**AIM 1:** Please repeat verbatim the stretch of the listing that comes after the passage, from its first line through the line containing "[0,0,65,60]".
═════ EXTRACT TO READ ═════
Return on Equity (ROE)
Similar to ROIC but focusing specifically on shareholders’ equity, ROE measures the return generated on the owners’ investment. The calculation is straightforward: Net Income divided by Shareholders’ Equity. This shows the return generated specifically on shareholders’ money—what equity investors actually earn on their stake in the business. ROE above 15% is generally considered strong, whilst 20%+ is exceptional. However, ROE can be misleading if a company is highly leveraged, as debt magnifies returns (and losses). It should therefore be considered alongside debt levels.
ROE’s critical weakness is that leverage amplifies it as a mediocre business with substantial debt can show impressive ROE simply through financial engineering. This is why you must examine ROE alongside debt levels.
Debt-to-Equity Ratio
This simple metric reveals how a company finances its operations and is calculated by dividing Total Debt by Total Shareholders’ Equity. The ratio reveals the proportion of debt versus equity financing. Essentially, it is how much the company has borrowed relative to what shareholders have invested. A ratio of 1.0 means equal parts debt and equity; below 0.5 suggests conservative financing; above 2.0 indicates aggressive leverage. However, appropriate levels vary dramatically by industry as capital-intensive businesses like utilities may operate comfortably at 1.5-2.0, whilst software companies typically carry minimal debt.
High debt levels can amplify returns during good times but create existential risks during downturns. Understanding capital structure is essential to understanding risk. A company with minimal debt has far more flexibility and resilience than one loaded up on a mountain of borrowings. When analysing debt, also examine interest coverage (EBIT divided by interest expense) to ensure the company can comfortably service its borrowings even if profits decline.
Price-to-Sales Combined with Gross Margins
For high-growth businesses that are reinvesting heavily and may not yet be profitable, price-to-sales offers a useful alternative metric. Price-to-Sales can be calculated by dividing Market Capitalisation by Annual Revenue, showing how much investors pay for each dollar of revenue. However, it should be considered alongside gross margins, which are calculated as Revenue minus Cost of Goods Sold, divided by Revenue. Gross margin reveals what percentage of each sale remains after direct production costs. A company with 80% gross margins trading at 10× sales is fundamentally different from one with 20% gross margins at the same multiple. The former usually, but not always, has more economic potential once it reaches maturity and can potentially harvest those margins.
This combination is particularly valuable for analysing reinvestment-stage businesses where current profitability is suppressed by deliberate growth investments. A SaaS company with 80% gross margins trading at 8× sales may be considerably cheaper than a retailer with 30% gross margins at 2× sales once you consider their respective profit potential.
═════
**AIM 2:** Reproduce word for word the stretch of the passage above on financial ratios from "Price-to-Sales Combined with" through "harvest those margins.".
═════ INPUT FOR THIS TASK ═════
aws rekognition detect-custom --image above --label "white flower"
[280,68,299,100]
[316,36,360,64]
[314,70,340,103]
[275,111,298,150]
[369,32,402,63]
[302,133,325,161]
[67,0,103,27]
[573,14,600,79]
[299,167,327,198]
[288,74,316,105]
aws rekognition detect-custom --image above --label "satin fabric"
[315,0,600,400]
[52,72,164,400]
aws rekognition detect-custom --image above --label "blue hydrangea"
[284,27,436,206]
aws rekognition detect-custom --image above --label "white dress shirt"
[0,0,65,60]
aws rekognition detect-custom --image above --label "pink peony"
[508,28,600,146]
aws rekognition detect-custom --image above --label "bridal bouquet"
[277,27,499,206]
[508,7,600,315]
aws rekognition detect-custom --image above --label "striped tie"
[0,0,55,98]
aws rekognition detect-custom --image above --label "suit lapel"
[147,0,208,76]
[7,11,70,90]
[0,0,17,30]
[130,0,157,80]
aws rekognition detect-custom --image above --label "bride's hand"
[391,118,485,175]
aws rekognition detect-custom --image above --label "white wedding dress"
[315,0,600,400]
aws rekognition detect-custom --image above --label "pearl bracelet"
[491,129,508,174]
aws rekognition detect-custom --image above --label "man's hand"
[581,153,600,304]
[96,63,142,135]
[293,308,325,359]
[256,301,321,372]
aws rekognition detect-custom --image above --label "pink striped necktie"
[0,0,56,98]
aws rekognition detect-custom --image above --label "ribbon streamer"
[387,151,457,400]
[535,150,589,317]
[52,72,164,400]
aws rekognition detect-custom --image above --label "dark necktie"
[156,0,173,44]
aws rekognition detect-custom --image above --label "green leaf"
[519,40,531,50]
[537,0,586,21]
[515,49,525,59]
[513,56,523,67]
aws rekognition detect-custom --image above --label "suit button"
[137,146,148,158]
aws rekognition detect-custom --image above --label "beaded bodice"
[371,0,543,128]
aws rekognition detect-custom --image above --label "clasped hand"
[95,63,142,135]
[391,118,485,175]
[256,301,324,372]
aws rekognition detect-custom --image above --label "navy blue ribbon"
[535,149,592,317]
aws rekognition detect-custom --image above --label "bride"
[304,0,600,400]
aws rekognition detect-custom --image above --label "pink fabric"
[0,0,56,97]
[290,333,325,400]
═════
**EXERCISE OUTPUT 1:**
aws rekognition detect-custom --image above --label "white flower"
[280,68,299,100]
[316,36,360,64]
[314,70,340,103]
[275,111,298,150]
[369,32,402,63]
[302,133,325,161]
[67,0,103,27]
[573,14,600,79]
[299,167,327,198]
[288,74,316,105]
aws rekognition detect-custom --image above --label "satin fabric"
[315,0,600,400]
[52,72,164,400]
aws rekognition detect-custom --image above --label "blue hydrangea"
[284,27,436,206]
aws rekognition detect-custom --image above --label "white dress shirt"
[0,0,65,60]

**EXERCISE OUTPUT 2:**
Price-to-Sales Combined with Gross Margins
For high-growth businesses that are reinvesting heavily and may not yet be profitable, price-to-sales offers a useful alternative metric. Price-to-Sales can be calculated by dividing Market Capitalisation by Annual Revenue, showing how much investors pay for each dollar of revenue. However, it should be considered alongside gross margins, which are calculated as Revenue minus Cost of Goods Sold, divided by Revenue. Gross margin reveals what percentage of each sale remains after direct production costs. A company with 80% gross margins trading at 10× sales is fundamentally different from one with 20% gross margins at the same multiple. The former usually, but not always, has more economic potential once it reaches maturity and can potentially harvest those margins.